Part of a data file
──────────────────────────────

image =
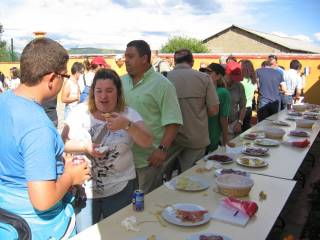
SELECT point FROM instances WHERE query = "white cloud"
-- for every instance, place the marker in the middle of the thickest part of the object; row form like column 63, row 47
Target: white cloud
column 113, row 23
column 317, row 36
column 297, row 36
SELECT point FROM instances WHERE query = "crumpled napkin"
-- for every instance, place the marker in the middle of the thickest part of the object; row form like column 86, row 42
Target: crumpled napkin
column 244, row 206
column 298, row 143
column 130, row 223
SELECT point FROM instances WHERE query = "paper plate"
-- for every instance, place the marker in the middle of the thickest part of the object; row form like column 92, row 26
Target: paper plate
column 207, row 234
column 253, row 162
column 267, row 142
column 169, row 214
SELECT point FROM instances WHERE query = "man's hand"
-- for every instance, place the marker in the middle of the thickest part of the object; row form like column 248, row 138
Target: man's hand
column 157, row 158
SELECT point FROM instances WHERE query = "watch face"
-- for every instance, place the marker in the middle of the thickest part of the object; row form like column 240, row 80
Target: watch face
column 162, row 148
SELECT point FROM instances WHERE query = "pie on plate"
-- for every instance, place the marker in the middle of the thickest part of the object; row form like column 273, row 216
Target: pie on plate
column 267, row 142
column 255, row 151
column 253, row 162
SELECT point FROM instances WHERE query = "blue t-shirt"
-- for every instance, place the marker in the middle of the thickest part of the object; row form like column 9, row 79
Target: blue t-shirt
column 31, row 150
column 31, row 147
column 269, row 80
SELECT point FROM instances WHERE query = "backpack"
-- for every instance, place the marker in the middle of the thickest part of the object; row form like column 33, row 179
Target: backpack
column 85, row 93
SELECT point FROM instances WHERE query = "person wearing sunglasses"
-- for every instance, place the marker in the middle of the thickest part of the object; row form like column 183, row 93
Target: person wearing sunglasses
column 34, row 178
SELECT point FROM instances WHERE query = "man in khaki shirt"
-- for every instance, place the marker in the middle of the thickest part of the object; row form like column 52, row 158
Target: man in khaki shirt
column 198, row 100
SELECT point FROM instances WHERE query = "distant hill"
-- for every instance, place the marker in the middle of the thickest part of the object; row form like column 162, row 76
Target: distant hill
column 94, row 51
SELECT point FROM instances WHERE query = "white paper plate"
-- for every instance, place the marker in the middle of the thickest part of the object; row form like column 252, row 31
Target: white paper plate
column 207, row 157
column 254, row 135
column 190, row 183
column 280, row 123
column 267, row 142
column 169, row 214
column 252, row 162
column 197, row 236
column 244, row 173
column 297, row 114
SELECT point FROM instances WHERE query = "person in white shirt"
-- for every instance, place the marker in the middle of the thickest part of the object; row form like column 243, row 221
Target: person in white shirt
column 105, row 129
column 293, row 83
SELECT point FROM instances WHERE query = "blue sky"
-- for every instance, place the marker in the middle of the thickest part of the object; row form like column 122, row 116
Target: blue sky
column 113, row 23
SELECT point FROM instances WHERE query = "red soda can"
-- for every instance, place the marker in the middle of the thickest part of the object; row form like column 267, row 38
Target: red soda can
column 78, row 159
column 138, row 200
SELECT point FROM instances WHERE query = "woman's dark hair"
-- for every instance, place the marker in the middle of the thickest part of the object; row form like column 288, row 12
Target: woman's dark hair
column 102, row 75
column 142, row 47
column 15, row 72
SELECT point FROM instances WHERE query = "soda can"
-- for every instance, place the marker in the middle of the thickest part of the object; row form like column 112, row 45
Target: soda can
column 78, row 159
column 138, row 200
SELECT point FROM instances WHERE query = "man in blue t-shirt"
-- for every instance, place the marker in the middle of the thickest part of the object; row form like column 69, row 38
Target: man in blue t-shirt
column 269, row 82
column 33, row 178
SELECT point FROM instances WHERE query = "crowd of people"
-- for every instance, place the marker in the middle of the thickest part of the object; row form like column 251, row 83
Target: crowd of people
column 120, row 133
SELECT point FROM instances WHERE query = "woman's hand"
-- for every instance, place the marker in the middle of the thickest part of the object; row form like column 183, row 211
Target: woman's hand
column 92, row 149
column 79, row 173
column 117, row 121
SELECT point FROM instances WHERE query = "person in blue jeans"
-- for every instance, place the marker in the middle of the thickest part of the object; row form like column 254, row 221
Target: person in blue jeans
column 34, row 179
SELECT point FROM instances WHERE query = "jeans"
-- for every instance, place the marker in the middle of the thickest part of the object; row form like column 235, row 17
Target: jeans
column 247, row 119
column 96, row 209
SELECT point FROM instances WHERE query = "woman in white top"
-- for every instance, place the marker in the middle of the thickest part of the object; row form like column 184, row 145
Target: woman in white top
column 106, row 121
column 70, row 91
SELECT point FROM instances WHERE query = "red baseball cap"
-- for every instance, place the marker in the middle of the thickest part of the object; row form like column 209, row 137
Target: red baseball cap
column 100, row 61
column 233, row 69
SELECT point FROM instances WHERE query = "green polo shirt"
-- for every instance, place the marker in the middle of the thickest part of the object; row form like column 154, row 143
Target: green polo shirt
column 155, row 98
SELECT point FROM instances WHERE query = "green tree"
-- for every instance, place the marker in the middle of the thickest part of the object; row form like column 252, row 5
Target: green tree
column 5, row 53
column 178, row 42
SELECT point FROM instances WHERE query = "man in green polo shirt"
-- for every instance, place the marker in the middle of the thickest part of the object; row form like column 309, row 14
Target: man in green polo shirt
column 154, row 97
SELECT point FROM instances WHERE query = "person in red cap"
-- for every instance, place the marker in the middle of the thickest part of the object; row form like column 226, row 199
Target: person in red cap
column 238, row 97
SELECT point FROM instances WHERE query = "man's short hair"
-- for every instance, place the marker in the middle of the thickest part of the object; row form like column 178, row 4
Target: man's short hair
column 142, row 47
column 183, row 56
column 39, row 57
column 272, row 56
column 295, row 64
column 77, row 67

──────────────────────────────

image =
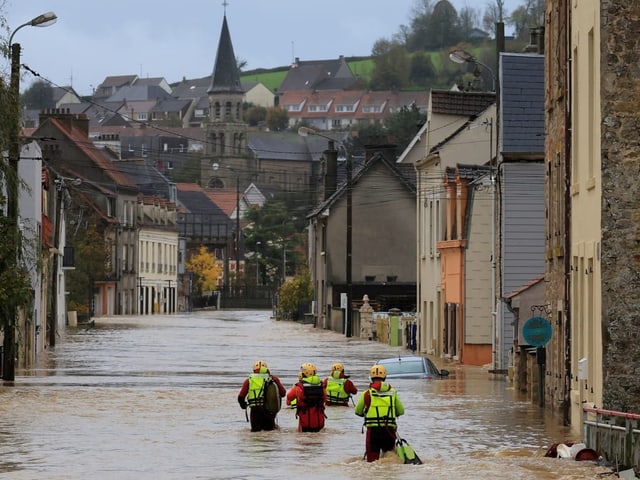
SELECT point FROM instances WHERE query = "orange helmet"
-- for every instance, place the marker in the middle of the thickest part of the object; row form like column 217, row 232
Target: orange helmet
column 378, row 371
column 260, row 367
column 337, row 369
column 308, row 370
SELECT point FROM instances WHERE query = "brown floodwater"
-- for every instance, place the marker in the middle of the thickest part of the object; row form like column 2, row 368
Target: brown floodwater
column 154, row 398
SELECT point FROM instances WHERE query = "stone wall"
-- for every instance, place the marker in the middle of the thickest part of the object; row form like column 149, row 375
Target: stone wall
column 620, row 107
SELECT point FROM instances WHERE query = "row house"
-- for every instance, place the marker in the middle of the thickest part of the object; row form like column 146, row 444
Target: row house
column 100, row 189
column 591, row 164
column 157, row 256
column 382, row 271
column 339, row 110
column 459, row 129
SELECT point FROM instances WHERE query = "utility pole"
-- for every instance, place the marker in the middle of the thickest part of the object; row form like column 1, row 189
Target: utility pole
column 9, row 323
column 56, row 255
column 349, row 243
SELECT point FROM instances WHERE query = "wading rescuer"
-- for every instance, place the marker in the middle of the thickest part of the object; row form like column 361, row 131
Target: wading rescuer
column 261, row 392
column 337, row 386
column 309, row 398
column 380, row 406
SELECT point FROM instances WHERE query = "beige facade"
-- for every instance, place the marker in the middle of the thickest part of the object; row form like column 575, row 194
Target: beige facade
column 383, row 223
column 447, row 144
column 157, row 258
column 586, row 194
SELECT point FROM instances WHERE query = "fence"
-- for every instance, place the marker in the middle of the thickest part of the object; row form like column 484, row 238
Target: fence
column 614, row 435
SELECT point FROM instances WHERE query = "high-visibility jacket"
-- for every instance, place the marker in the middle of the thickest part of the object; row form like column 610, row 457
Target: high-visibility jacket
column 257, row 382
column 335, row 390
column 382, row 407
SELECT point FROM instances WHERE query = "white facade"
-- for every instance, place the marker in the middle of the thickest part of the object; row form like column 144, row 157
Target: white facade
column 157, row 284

──────────────────────────────

### Do this
Pull out every line of the material above that contains the word "floodwater".

### Exercise answer
SELECT point FROM instances WHERE query = "brown floodwater"
Target: brown floodwater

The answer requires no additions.